Input material ->
——

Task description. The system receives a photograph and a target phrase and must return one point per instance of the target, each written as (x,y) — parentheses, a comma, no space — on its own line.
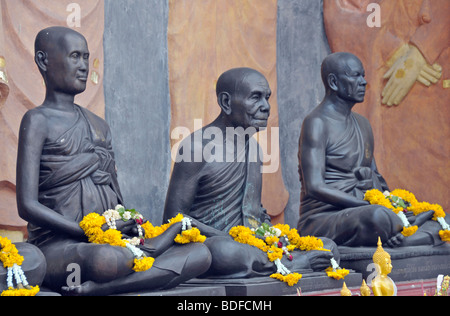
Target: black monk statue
(217,180)
(337,167)
(66,170)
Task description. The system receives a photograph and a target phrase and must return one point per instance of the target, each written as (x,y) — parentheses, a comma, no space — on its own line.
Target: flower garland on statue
(274,247)
(12,261)
(93,222)
(400,201)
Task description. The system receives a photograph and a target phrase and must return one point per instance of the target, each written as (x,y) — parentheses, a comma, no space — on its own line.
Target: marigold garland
(12,261)
(188,236)
(21,292)
(291,279)
(274,249)
(92,226)
(9,255)
(413,205)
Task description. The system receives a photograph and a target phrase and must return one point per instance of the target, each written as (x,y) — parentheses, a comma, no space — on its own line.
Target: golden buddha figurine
(364,289)
(345,291)
(382,284)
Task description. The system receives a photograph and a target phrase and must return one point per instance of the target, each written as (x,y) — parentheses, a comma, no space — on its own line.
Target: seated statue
(66,170)
(337,166)
(217,180)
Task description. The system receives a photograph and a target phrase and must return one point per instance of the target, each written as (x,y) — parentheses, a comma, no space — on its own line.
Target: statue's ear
(41,60)
(332,82)
(224,100)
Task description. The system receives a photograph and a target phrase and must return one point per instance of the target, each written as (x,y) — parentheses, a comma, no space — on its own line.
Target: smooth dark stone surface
(265,286)
(409,263)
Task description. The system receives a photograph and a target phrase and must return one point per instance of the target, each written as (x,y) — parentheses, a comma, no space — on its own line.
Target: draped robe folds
(77,174)
(229,192)
(229,195)
(350,167)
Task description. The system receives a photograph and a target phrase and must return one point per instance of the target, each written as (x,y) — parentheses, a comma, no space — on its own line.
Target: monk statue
(217,180)
(66,170)
(337,166)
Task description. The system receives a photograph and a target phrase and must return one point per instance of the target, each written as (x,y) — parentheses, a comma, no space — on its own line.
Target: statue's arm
(181,194)
(383,182)
(32,135)
(312,156)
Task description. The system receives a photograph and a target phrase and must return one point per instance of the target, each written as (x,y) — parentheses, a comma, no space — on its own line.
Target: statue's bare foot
(396,241)
(85,289)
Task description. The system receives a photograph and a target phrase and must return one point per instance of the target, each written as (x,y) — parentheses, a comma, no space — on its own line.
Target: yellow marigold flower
(143,264)
(337,274)
(188,236)
(151,231)
(113,237)
(272,240)
(291,279)
(275,253)
(9,254)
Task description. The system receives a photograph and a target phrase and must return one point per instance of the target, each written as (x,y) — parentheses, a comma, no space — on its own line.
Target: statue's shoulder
(95,120)
(36,116)
(314,121)
(362,121)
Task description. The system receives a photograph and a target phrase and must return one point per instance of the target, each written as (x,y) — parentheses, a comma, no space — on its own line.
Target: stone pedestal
(265,286)
(409,263)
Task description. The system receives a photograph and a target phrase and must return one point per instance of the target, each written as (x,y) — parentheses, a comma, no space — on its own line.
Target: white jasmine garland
(281,269)
(444,224)
(403,218)
(334,264)
(9,278)
(186,224)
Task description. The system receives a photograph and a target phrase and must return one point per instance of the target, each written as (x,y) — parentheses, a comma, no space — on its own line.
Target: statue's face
(351,82)
(68,64)
(250,103)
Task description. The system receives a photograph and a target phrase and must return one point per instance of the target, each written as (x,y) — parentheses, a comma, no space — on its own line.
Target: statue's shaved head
(53,37)
(335,63)
(231,80)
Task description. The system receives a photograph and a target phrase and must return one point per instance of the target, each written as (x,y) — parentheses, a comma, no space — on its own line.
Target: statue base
(258,286)
(409,263)
(265,286)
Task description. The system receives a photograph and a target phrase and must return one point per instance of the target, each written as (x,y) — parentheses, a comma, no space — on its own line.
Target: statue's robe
(351,168)
(229,195)
(229,192)
(77,174)
(77,177)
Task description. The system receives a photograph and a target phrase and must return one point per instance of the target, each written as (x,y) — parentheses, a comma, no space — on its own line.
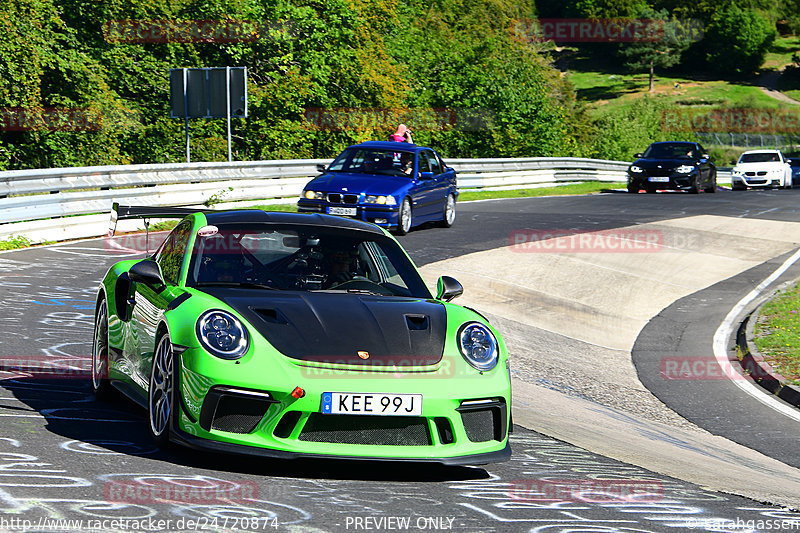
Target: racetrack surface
(54,435)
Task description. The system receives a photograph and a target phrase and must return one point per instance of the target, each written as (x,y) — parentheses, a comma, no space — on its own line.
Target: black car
(673,165)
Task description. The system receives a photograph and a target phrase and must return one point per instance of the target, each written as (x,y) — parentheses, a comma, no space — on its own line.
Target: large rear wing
(144,212)
(125,212)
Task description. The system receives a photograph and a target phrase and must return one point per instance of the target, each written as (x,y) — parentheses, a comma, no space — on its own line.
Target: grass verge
(777,333)
(14,243)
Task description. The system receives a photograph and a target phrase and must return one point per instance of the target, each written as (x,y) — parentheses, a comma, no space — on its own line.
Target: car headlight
(314,195)
(380,199)
(222,334)
(478,346)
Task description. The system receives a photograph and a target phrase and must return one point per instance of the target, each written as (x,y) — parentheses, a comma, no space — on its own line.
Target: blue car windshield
(302,258)
(760,157)
(372,161)
(671,151)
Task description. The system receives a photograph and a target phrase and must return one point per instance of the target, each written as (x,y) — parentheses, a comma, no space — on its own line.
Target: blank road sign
(206,90)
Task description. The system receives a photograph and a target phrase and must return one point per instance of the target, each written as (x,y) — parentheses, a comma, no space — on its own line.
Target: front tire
(404,218)
(100,384)
(161,405)
(449,215)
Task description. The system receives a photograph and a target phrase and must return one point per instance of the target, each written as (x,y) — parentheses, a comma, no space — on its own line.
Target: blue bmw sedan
(394,185)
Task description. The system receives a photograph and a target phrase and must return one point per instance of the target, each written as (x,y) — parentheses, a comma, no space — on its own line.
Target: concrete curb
(753,362)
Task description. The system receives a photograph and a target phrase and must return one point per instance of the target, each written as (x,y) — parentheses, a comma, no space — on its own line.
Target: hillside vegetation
(470,77)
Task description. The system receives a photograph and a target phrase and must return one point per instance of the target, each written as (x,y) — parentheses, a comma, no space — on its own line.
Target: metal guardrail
(63,203)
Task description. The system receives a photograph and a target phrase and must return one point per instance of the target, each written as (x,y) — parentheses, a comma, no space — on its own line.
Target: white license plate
(346,211)
(371,403)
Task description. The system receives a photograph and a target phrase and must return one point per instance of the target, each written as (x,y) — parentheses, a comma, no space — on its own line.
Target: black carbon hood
(344,328)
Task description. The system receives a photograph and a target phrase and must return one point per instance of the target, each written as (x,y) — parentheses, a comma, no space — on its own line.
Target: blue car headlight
(380,199)
(222,334)
(478,346)
(314,195)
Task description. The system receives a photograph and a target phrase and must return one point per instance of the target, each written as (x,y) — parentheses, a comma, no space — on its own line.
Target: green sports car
(299,335)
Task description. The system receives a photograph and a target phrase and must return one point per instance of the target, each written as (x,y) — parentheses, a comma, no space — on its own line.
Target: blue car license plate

——

Exercise instructions -> Produce an exact copy of every line above, with the images left out.

Answer ->
Task description. The system receives a photograph and a target phrase and must return one point per instance of the target, each written as (x,y) — parentheses, a comma, no space — on its own line.
Target: black monk statue
(217,180)
(337,167)
(66,170)
Task description. The system receives a photograph and a target phrase and must return one point per instance of the target, each written as (x,y) — parentheses, a comma, no space — on its own line.
Target: flower garland on statue
(274,247)
(12,261)
(93,222)
(400,201)
Task description. The system receives a photograph and a target phrase and must return one point per instance of the target, each written as (x,y) — parentheses, a comma, no space — on its own line.
Target: marigold garland
(12,261)
(188,236)
(21,292)
(291,279)
(274,249)
(92,226)
(9,255)
(413,205)
Task description. The system receives a photograph and a target phrase and must return one point per instance of the target, each written as (x,y) — parentheses, a comma, no space — on its own line.
Target: golden buddha figurine
(364,289)
(345,291)
(382,284)
Task description. The system receives a photograph and a target phrase and must return one point per instance of the target, each written as (x,y) — parentheses, a comma, no space — on its own line.
Target: seated statue
(66,170)
(337,166)
(217,180)
Task description. The system receives a photograph and a target phrase and must return one point per instance of the target, each written as (x,y) — parentheses, a comma, no space — on its own line.
Target: statue's ear
(41,60)
(332,82)
(224,100)
Task description. The system receives a photograph and a target phrase and must return one point per instance of the target, each written as (x,y) — parentheses, a comma, no space — on its own line.
Target: smooth dark stone surface
(265,286)
(409,263)
Task description. The system receives a photograph and a target phrase and must return one point per instance of the target, each written as (x,y) — parentheses, a comma, no space — on its own line.
Target: draped robe folds
(77,174)
(229,192)
(229,195)
(350,167)
Task description. The system receives a photograph and a target phrase and must return one point per instance of the target, each written as (x,y) — parentheses, a comma, no space — on its own line.
Target: monk statue
(217,180)
(66,170)
(337,166)
Task description. The system receives a photograph and a target phrase and must return one point per instance of the target, each written as (x,y) — parentheses, a comma, no space — on its own line.
Target: statue's arm
(181,194)
(383,182)
(32,135)
(312,156)
Task description. The system receives a photograph and a target phrase and must return one point per instance of the target, each written as (x,y) — parentheses, a comma, no space — on its own line.
Target: statue's bare foot
(396,241)
(85,289)
Task description. The system receives a photograph and a target phrase and must return one point per instance of the target, each written as (x,y) — parentheses, a comma, no space — on its own line.
Target: yellow marigold flower
(143,264)
(337,274)
(188,236)
(151,231)
(113,237)
(272,240)
(291,279)
(275,253)
(9,254)
Task description. The system receives a photograph and a target phrase and must return one point per instance of the target, each written as (x,y) — parentheses, a comma, no space — on its own line.
Target: statue's shoulder
(95,120)
(36,116)
(314,121)
(362,121)
Task description. The system receives a photograph and a target phrase and must return one point per instance of the target, each written as (x,y) — parentheses, a comma, no space — on its own line.
Target: stone pedestal
(265,286)
(409,263)
Task description. The system receives a photograph and a target phrase and must return one point per instance of the target, each written as (x,y) — parentheses, a comma, no space — on its own line.
Target: white jasmine garland
(281,269)
(444,224)
(403,218)
(334,264)
(9,278)
(186,224)
Task description. The system receives a photograph and a target phrase and must return one point per instance of the target, each written as (x,y) — parentheses, a comma, no space — on its own line.
Target: statue's face
(351,82)
(68,64)
(250,103)
Task description. The system receives a photograph and a target phrase and must return one point per instance of the target, each written as (x,y) — parentheses, a comma, no space — on its own line.
Target: statue's shaved head
(53,37)
(335,63)
(231,80)
Task description. The system receives a photograph and a target phrase and must return one point per instance of the target, each written as (x,y) — parentheses, a comma, no space — on its own line.
Target: statue base
(258,286)
(409,263)
(265,286)
Task description. The system receives a photograph and a target phrase and must return one point per instance of the target, each written as (x,y) — parentheses, a comma, no space — on its own line.
Target: statue's robe
(351,168)
(229,195)
(229,192)
(77,174)
(77,177)
Task description. The system receives a photograph and a target phrase and must return one point per instance of the target, each written as (x,y) — parentheses, a comma, no space — on its own line.
Target: racetrack surface
(54,435)
Task description. The system receives a photograph and a target phrase and must return one point per instance of the target, each written as (x,y) — parentheses, a comma, no space — on its own line.
Target: black car
(673,165)
Task description. The system receives a photograph and a target phrase and must return one point per instance of the target, each written as (x,y) — parentheses, a comma, no space — on its own line.
Target: large rear wing
(144,212)
(125,212)
Task description. The system receives a photograph and a target phrase and must return one point per instance of the target, each written as (x,y) — parentheses, a comma, no space — on its own line.
Target: grass verge
(777,333)
(14,243)
Task description. The system receives a photograph and a target phrase and must return one point per instance of the target, each written as (x,y) — parentheses, a comma, no space — on its own line.
Target: car headlight
(314,195)
(380,199)
(222,334)
(478,346)
Task description. The system receives a photograph and a target phrase and must return one point per instance of the target, each written as (x,y) — parentheses, a comma, no space — on its own line.
Target: blue car windshield
(302,258)
(760,157)
(372,161)
(671,151)
Task description. The system receives a photograph and a target phrase and must return one point per instance of the target, each written as (x,y) — parentheses, a comma, no space — on its own line.
Target: blank road sign
(206,90)
Task description. The system receives a photograph and a target phrase and must return one point per instance of the target, each written as (x,y) — parentheses, a comma, no space — on its own line.
Target: front tire
(404,218)
(100,384)
(161,405)
(449,215)
Task description. The system receives a photograph and a target phrase and must return one point per instance of the target, each written as (x,y) — parentheses, a comma, no space — on its own line.
Target: blue bmw sedan
(394,185)
Task description. The system receives a photograph and a target phrase and must return one point per instance of the target, each written as (x,y) — parentheses, a comma, no space — on its own line.
Target: concrete curb
(753,362)
Task description. The system receives a photograph and a target phrase and must return one point per instance of the target, each written as (x,y) — parentheses, a comma, no space — on its own line.
Target: hillside vegetation
(470,77)
Task description. The system receives a photograph and a target phrase and must return one point per instance of the target, each written as (x,y) — parentheses, a comma, no space — on its own line.
Target: metal guardrail
(63,203)
Task description. The system receives a photograph and a target phrase and must return one point per instance of the target, each written as (x,y) — parentheses, a comma, no space — on its own line.
Target: white license plate
(346,211)
(371,403)
Task description. The system receives a photograph and a target phrase and must return one point per instance of the target, each written as (x,y) — parentheses, a comma, no space — on its own line.
Target: black carbon hood
(344,328)
Task description. The system receives a photograph and a target phrase and must return one point per instance of the target, each written as (x,y) — parentheses, a comma, no space — on its own line.
Target: blue car headlight
(380,199)
(222,334)
(478,346)
(314,195)
Task description. The system receives a photograph and a target phrase and must return one point per instance of the target, each written as (x,y) — parentheses, a comma, no space — on its own line.
Target: green sports car
(299,335)
Task description. The system receives a photograph and a target phrase and must return one point per instance of the target, each written as (x,y) — parentheses, a comma, no space — on its own line.
Target: blue car license plate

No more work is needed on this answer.